## SUPPLIED PASSAGE:
/---
We had a pretty good jam one night with Feral on mandolin and Denny on a guitar he hand built from a Martin kit. I brought my 000-16 Martin and hoped Natch would provide some rhythm but he was in the hang loose listening mode. I sang “A whiter shade of pale” and was booed off the stage when I hit the chorus. Feral did “buenos tardes amigo” to good applause and Denny, a song encyclopedia, did some John Prine. It was a very good night with a very good fire provided by Natch – a new specialty whereby he starts a fire with a wet roll of paper towels.
A cold closer once meant large brown trout have headed upstream from lakes to spawn but something’s wrong. The big fish have been missing the last few years in the Sturgeon and the Pigeon. (We have been fishing the Pigeon a couple miles down from the yoga camp where there’s less silt damage.) The culprit is most likely global warming which may push the spawn into November. No telling how that will play out as far as sustainability. No one saw a trout in the twenty inch range. That is quite a change from just a few years ago.
\---
## SOURCE MATERIAL:
/---
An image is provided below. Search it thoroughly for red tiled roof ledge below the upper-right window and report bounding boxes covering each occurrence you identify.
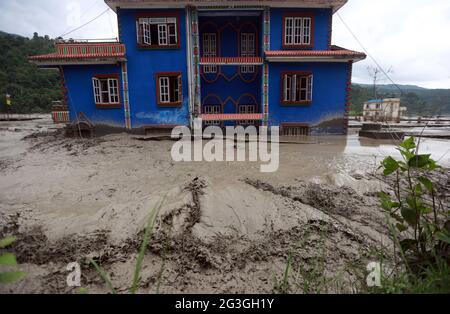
[266,46,366,59]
\---
## WHAT IS EXPECTED:
Please reproduce the passage about the campfire jam and the missing brown trout in full, word for word.

## REPLY:
We had a pretty good jam one night with Feral on mandolin and Denny on a guitar he hand built from a Martin kit. I brought my 000-16 Martin and hoped Natch would provide some rhythm but he was in the hang loose listening mode. I sang “A whiter shade of pale” and was booed off the stage when I hit the chorus. Feral did “buenos tardes amigo” to good applause and Denny, a song encyclopedia, did some John Prine. It was a very good night with a very good fire provided by Natch – a new specialty whereby he starts a fire with a wet roll of paper towels.
A cold closer once meant large brown trout have headed upstream from lakes to spawn but something’s wrong. The big fish have been missing the last few years in the Sturgeon and the Pigeon. (We have been fishing the Pigeon a couple miles down from the yoga camp where there’s less silt damage.) The culprit is most likely global warming which may push the spawn into November. No telling how that will play out as far as sustainability. No one saw a trout in the twenty inch range. That is quite a change from just a few years ago.